| THE TASK |
Locate every line in the rows below that contains the word "plate", and copy each such line.

◆ ◆ ◆ ◆ ◆ ◆ ◆

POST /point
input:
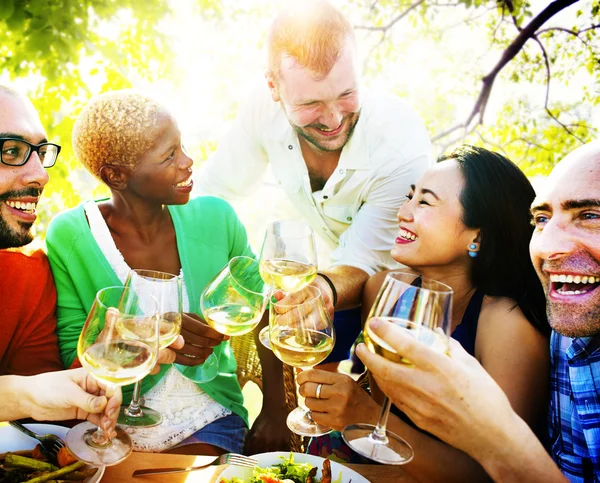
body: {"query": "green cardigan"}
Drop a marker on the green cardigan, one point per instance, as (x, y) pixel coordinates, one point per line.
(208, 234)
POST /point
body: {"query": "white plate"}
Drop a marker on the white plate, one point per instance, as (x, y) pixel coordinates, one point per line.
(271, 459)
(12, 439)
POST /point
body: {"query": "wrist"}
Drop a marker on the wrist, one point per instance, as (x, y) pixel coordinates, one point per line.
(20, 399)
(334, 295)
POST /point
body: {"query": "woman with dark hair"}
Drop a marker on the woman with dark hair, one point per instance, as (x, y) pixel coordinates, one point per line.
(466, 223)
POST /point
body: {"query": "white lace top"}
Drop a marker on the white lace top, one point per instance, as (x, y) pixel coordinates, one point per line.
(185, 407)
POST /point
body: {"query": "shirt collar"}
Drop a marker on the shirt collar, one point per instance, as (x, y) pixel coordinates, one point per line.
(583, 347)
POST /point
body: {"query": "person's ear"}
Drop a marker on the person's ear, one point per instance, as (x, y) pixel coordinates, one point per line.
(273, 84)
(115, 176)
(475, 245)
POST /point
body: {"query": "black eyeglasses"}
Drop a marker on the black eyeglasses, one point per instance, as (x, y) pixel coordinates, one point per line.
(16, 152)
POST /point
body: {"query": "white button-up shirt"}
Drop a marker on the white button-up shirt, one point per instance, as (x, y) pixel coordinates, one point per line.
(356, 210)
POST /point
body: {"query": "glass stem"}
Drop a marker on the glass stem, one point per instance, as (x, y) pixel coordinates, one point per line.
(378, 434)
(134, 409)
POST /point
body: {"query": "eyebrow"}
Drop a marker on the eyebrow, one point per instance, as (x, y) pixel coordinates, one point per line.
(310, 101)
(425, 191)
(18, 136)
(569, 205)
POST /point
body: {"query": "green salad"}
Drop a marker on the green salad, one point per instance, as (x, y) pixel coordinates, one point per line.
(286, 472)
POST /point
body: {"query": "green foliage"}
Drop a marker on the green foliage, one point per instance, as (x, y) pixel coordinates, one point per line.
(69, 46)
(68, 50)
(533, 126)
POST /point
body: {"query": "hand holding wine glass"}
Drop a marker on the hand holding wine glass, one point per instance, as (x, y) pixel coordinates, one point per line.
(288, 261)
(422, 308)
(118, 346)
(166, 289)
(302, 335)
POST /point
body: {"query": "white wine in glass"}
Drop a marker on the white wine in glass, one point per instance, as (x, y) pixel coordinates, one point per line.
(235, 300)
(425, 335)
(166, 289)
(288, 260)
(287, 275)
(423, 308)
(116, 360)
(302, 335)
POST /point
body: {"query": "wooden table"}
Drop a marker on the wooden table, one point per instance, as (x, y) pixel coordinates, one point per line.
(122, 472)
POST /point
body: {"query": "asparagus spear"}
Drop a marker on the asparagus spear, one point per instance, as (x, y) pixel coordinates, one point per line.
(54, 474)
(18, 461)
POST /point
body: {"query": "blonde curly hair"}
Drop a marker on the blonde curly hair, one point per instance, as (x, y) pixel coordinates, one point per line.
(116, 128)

◆ ◆ ◆ ◆ ◆ ◆ ◆

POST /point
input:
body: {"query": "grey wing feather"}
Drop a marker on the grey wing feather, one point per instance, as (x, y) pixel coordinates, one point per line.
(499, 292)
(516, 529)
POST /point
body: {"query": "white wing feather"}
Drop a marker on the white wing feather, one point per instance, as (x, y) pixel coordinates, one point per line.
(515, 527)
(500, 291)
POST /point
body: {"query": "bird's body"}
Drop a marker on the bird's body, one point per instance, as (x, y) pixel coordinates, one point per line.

◆ ◆ ◆ ◆ ◆ ◆ ◆

| ANSWER TO THIS PROBLEM |
body: {"query": "white plate"}
Drop a marker on the white plate, one point per instance, as (x, y) pixel coordinates, one point per line.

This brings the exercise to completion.